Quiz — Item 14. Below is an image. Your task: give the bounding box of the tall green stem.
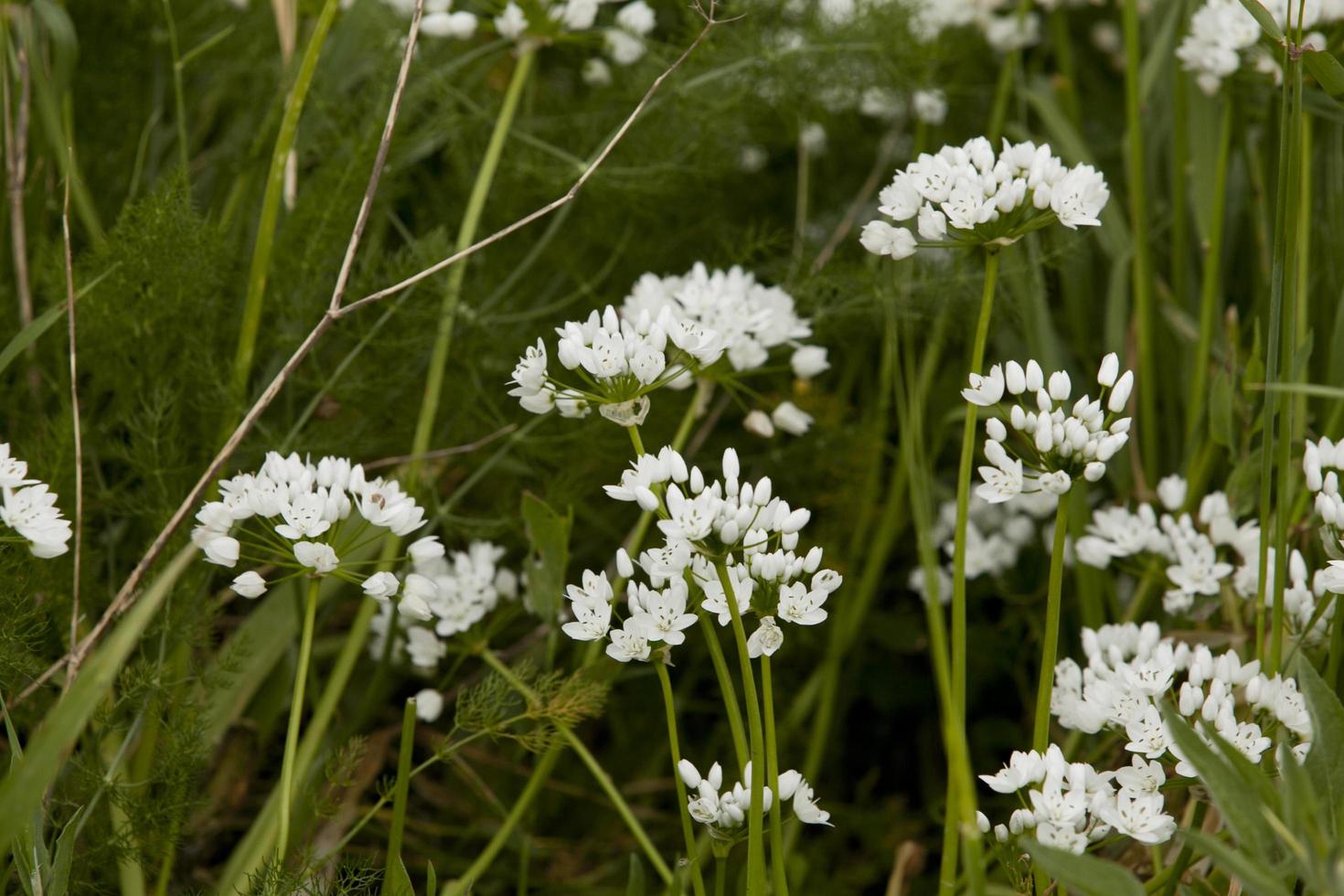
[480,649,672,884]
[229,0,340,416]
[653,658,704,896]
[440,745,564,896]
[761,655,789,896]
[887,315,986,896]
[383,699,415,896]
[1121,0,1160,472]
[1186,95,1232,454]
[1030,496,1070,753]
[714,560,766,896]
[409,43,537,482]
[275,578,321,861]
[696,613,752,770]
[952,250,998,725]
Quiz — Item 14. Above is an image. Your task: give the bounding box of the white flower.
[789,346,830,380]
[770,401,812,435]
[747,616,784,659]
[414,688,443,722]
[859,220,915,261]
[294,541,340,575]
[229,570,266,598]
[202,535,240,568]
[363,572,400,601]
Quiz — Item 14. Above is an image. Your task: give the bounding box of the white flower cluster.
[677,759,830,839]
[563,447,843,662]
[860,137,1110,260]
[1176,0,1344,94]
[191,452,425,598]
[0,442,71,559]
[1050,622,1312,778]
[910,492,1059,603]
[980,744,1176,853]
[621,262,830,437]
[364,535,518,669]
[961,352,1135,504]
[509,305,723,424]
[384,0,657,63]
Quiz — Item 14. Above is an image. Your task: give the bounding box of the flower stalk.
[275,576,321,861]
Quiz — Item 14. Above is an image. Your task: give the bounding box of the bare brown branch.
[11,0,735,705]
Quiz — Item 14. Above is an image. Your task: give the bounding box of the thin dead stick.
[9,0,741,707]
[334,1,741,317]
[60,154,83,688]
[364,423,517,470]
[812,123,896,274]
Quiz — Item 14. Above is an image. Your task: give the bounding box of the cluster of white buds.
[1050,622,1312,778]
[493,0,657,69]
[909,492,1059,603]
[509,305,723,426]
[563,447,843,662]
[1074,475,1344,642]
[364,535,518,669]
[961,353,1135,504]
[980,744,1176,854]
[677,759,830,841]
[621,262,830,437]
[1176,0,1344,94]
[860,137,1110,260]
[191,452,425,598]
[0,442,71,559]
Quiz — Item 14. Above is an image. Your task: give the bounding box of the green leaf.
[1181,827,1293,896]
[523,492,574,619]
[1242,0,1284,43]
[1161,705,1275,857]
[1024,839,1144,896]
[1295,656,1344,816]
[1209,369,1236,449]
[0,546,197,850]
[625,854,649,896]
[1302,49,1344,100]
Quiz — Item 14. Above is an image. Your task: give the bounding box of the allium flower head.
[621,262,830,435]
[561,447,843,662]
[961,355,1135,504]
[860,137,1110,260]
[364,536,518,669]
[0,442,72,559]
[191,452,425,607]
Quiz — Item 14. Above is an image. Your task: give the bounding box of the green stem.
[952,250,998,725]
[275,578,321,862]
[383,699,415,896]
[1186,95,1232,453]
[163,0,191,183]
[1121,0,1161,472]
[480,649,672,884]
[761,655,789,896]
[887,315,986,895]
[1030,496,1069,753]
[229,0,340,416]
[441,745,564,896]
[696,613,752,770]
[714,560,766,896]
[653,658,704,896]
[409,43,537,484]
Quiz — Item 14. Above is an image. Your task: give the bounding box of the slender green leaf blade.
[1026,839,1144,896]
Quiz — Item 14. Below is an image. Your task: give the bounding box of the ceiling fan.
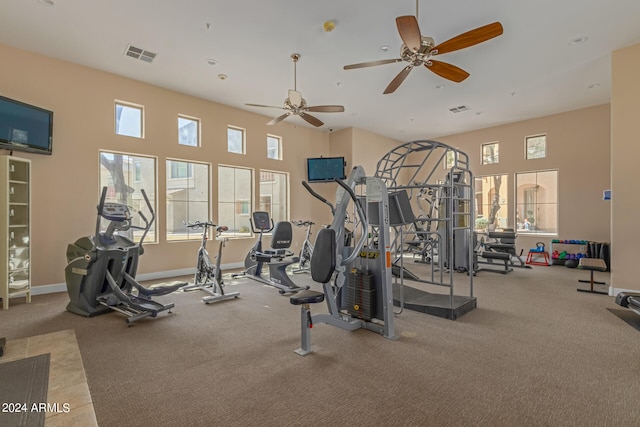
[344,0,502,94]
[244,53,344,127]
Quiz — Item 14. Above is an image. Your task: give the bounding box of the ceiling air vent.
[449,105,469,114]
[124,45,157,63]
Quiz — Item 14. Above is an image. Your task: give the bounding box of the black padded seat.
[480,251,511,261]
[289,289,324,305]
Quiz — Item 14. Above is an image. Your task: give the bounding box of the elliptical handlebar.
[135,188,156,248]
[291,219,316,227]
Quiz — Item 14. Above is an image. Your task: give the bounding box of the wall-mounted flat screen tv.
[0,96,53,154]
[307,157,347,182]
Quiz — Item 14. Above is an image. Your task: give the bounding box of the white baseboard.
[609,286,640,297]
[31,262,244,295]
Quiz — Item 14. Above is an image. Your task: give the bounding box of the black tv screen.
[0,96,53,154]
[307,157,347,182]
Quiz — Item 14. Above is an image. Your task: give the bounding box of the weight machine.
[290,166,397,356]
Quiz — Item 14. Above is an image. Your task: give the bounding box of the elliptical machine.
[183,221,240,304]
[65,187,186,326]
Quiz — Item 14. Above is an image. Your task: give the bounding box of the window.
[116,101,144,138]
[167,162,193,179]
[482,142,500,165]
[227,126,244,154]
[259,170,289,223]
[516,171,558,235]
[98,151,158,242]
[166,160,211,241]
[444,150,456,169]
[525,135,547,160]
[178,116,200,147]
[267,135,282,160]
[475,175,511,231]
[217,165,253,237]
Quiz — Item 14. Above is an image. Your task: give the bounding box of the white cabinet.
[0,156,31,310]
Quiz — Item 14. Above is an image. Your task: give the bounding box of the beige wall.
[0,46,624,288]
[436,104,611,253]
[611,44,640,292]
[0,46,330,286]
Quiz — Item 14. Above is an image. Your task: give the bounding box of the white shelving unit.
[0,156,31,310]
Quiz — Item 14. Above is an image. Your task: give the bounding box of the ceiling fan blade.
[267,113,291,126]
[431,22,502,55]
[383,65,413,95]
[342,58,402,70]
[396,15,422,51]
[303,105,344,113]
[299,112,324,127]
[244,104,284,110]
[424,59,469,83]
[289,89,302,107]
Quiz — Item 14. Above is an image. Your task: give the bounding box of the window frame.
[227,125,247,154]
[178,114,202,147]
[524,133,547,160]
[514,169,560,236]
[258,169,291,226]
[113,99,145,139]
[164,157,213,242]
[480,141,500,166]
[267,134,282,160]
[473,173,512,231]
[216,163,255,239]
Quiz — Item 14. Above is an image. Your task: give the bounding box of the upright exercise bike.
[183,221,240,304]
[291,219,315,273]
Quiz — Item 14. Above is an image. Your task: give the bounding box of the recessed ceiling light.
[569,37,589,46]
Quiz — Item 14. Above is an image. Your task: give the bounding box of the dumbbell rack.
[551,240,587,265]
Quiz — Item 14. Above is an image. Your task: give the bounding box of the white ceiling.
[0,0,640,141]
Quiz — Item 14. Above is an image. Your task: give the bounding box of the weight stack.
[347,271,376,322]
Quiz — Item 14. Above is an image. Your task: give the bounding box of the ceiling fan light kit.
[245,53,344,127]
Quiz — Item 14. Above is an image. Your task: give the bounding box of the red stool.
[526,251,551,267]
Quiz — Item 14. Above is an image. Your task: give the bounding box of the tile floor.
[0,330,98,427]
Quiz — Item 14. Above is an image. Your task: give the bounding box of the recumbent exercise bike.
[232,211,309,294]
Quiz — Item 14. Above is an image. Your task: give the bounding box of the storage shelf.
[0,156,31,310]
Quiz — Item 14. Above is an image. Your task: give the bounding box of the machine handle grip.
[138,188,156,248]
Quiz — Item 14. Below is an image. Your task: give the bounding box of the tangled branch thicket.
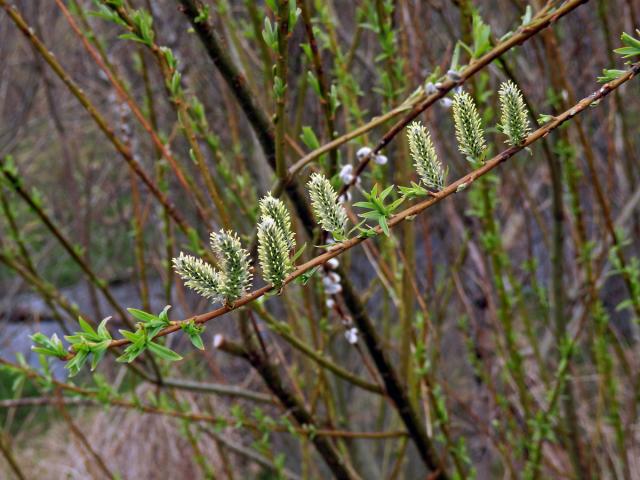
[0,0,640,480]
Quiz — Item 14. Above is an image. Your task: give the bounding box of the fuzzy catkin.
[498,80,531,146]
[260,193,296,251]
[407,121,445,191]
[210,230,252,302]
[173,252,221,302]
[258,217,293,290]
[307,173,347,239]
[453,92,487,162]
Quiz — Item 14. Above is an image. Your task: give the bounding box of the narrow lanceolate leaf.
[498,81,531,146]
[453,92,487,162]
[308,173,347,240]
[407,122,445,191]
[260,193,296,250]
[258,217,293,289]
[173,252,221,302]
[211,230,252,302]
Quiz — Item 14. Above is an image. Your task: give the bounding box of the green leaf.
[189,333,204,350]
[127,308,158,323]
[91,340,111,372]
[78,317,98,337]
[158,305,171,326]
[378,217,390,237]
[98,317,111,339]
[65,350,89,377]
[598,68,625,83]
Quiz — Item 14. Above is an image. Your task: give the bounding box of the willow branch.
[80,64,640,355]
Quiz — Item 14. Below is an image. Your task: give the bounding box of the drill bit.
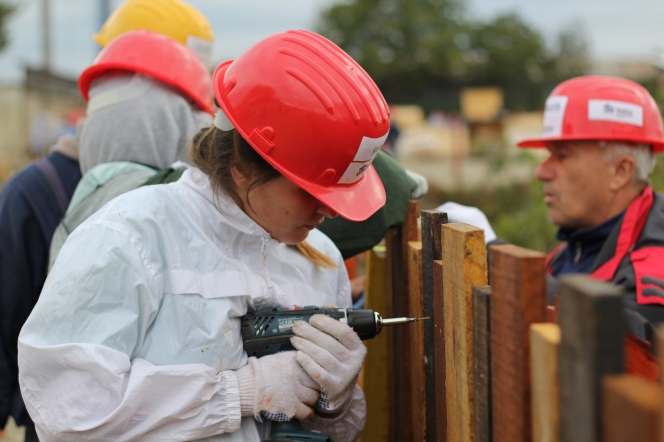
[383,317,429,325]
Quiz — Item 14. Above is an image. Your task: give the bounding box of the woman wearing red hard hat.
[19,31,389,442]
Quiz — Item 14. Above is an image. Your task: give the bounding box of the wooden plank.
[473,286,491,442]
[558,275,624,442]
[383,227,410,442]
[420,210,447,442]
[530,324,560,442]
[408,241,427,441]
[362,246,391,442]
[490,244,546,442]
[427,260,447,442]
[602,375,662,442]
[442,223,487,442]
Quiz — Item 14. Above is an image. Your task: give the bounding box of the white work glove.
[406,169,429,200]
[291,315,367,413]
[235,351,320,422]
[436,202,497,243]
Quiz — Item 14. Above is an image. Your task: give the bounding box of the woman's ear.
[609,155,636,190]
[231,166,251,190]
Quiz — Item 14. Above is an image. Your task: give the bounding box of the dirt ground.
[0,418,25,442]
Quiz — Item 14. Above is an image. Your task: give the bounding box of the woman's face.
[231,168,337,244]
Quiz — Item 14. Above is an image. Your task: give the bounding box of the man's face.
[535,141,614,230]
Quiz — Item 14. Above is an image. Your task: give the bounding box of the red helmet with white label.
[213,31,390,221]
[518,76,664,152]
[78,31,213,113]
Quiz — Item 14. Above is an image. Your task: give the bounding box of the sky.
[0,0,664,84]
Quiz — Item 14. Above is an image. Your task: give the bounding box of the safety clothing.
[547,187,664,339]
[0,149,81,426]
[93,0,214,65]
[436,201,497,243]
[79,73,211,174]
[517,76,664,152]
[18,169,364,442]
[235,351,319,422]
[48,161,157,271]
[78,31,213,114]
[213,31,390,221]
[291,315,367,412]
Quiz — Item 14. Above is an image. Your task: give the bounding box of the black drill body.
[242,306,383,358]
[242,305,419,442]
......
What this task involves - Show every line above that contains the word "woman". Case counts.

Task result -
Quiz — Item 14. Above is an image. Your task: give the bounding box of the woman wearing red hard hat.
Quiz — Item 14. Above is an image. Your task: give the bounding box of the woman's ear.
Quiz — Item 14. Above is an image. Your task: give the bounding box of the woman's face.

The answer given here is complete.